■ Data entries ■
▽

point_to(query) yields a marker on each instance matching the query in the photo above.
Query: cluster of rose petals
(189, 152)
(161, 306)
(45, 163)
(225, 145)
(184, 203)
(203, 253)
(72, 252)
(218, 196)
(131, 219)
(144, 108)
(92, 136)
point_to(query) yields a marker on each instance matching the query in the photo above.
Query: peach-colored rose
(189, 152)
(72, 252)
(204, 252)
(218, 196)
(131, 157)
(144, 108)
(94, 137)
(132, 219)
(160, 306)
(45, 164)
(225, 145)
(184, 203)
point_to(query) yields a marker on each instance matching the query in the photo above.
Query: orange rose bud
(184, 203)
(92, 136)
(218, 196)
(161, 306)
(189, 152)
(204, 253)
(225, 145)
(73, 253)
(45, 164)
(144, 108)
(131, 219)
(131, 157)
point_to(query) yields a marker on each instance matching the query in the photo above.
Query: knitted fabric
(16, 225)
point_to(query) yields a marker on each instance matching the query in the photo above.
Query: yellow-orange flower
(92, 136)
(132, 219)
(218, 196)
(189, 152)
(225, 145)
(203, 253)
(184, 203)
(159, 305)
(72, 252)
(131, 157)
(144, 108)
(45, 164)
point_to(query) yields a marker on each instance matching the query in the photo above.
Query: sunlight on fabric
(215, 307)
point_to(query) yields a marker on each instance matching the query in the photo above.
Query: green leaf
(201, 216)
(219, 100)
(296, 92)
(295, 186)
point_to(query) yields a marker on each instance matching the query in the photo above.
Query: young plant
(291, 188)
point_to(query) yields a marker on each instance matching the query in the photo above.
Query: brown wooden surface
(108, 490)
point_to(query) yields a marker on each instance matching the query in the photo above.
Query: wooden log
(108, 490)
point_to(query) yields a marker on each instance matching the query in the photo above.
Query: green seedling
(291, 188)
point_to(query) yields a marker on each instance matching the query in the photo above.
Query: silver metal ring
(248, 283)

△

■ To be done ■
Report every line of the records that contains the string "wooden", matching case exactly.

■ Exercise answer ■
Query: brown wooden surface
Query: wooden log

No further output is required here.